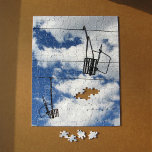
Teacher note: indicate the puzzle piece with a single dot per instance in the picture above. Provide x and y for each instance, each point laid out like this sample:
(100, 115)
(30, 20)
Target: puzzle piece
(81, 134)
(72, 138)
(93, 134)
(87, 92)
(63, 134)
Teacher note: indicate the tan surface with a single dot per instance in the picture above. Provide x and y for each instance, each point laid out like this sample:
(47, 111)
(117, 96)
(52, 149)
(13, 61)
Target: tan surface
(16, 133)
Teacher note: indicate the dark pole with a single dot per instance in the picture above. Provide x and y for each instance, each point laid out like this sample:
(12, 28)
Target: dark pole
(51, 97)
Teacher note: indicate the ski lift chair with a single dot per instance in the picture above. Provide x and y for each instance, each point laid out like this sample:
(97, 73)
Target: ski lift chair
(90, 64)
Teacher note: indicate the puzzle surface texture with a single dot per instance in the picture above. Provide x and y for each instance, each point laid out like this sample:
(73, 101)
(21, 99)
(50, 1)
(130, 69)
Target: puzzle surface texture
(75, 72)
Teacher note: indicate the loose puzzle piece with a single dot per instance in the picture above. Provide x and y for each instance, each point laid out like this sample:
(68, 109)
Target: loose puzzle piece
(81, 134)
(72, 138)
(64, 134)
(75, 71)
(93, 134)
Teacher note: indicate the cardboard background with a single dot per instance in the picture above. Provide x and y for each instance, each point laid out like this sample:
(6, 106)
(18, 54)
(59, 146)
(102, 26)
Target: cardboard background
(16, 133)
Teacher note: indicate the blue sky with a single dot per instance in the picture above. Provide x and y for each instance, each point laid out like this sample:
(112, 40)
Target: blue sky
(108, 103)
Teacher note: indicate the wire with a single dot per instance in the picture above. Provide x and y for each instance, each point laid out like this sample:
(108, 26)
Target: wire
(67, 78)
(71, 61)
(71, 29)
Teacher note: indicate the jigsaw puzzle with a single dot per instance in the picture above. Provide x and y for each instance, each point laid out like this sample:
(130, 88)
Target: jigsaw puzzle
(75, 72)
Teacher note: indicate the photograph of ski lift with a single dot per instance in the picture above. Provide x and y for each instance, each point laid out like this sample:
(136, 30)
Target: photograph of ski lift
(75, 71)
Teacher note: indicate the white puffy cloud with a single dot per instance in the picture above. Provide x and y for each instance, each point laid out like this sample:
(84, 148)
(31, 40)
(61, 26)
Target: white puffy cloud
(79, 112)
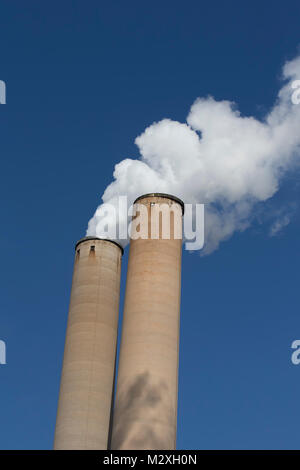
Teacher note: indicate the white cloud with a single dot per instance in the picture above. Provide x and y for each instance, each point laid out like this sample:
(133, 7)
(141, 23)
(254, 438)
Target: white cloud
(218, 157)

▶ _What is being asked_: Set down, from the entries above, exactly the lines from the one with "Teacher note: indicate the tan" up to and including the one with "Teacher note: indicate the ski", and no other lines.

▶ _Exercise result_:
Teacher note: indicate the tan surface with a single dot per instance in the picture above. Provide x and y for each instance, each point laid out like this sample:
(47, 111)
(117, 96)
(52, 149)
(13, 61)
Target: tan surface
(16, 133)
Teacher note: indicate the dark pole with a single dot per instance in the picture above. Provide x and y for each instance, each point laid out like this sample:
(12, 28)
Target: dark pole
(51, 97)
Teacher note: indicate the ski lift chair with a single dot per instance in the picture above. Provide x and y for each instance, each point laid out like this sample:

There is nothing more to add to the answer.